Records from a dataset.
════════

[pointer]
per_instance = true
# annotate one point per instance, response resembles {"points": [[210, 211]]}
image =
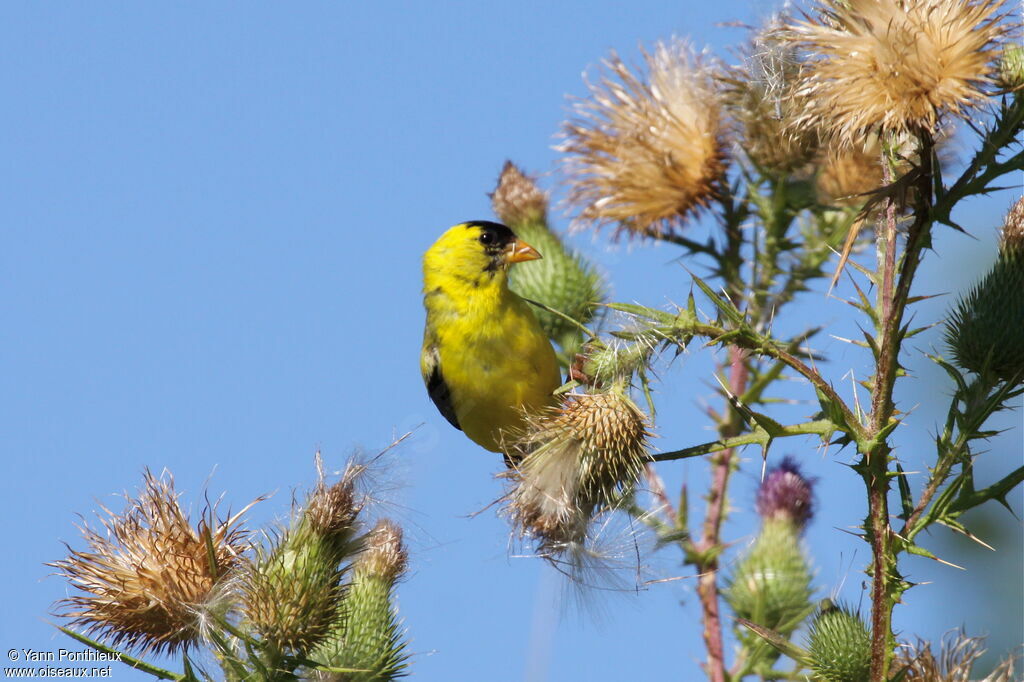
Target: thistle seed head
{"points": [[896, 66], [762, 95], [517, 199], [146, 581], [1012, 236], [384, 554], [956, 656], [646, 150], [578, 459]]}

════════

TASK REQUIREMENTS.
Copy out every line of the rows above, word for word, with the pictures left out.

THE RESPONSE.
[pointer]
per_instance = true
# annotate one point per instance, response resembles {"points": [[210, 211]]}
image =
Target: thistle seed head
{"points": [[896, 66], [762, 95], [517, 199], [146, 581], [1012, 236], [384, 554], [956, 656], [646, 150], [578, 459]]}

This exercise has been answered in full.